Prompt => Could you copy the listing below line for line, without changing anything, and leave the pictures out of your reply?

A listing
>>>

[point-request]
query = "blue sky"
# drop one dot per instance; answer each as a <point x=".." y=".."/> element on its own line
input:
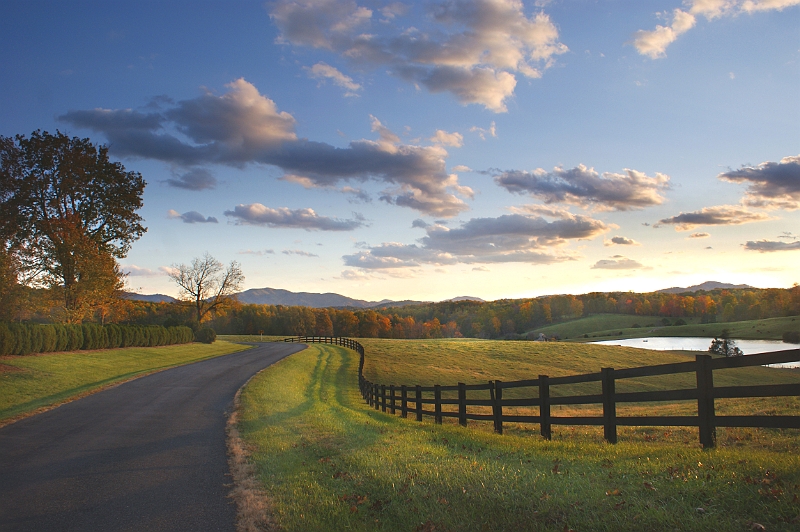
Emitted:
<point x="428" y="150"/>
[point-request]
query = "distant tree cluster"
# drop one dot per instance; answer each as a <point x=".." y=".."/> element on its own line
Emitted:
<point x="497" y="319"/>
<point x="66" y="214"/>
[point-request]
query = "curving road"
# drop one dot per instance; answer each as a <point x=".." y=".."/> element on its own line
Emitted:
<point x="149" y="454"/>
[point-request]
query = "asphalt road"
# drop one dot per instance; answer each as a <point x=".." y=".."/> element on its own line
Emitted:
<point x="149" y="454"/>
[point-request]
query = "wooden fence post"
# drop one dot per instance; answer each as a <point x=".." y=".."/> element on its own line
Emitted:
<point x="437" y="404"/>
<point x="544" y="406"/>
<point x="705" y="401"/>
<point x="609" y="405"/>
<point x="497" y="406"/>
<point x="462" y="404"/>
<point x="419" y="402"/>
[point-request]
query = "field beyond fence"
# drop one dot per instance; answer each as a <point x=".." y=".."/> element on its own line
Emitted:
<point x="530" y="401"/>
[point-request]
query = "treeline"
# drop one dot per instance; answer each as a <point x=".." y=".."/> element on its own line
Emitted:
<point x="28" y="338"/>
<point x="496" y="319"/>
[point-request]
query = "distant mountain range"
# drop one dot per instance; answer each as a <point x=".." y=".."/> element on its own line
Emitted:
<point x="708" y="285"/>
<point x="277" y="296"/>
<point x="152" y="298"/>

<<<

Task result =>
[point-request]
query = "blue sky"
# drop one dot per instance; answer each as a <point x=".." y=".."/> element on its own line
input:
Emitted:
<point x="428" y="150"/>
[point-request]
query = "distant tree cluster"
# drop one dot per instance; answer each as a <point x=".." y=".."/> element on its own line
Emitted:
<point x="497" y="319"/>
<point x="66" y="214"/>
[point-request]
query = "curving road"
# drop one dot per instance; answer each as a <point x=".." y=".."/> element on its own line
Emitted:
<point x="149" y="454"/>
[point-request]
query = "asphalt road"
# drop one dot per instance; answer each as a <point x=".." y=".."/> element on its own line
Emitted:
<point x="149" y="454"/>
[point-request]
query = "wooden fence post"
# drop one dot per instance; answer each as a <point x=".." y=".."/> element on its own line
Emitted:
<point x="437" y="404"/>
<point x="544" y="406"/>
<point x="705" y="401"/>
<point x="609" y="405"/>
<point x="497" y="406"/>
<point x="462" y="404"/>
<point x="419" y="402"/>
[point-request]
query = "field beyond fence"
# drop one dot per instance; answer each as a <point x=".." y=".."/> element on its own line
Emitted:
<point x="530" y="401"/>
[point-request]
query = "treeline"
# drop one dot per instance; answer each as a <point x=".." y=".."/> element on its own line
Emitted:
<point x="28" y="338"/>
<point x="496" y="319"/>
[point-request]
query = "distant mountain range"
# drop one dot per instance; answer each as a <point x=".." y=".."/> element on its own line
Emitted:
<point x="708" y="285"/>
<point x="277" y="296"/>
<point x="152" y="298"/>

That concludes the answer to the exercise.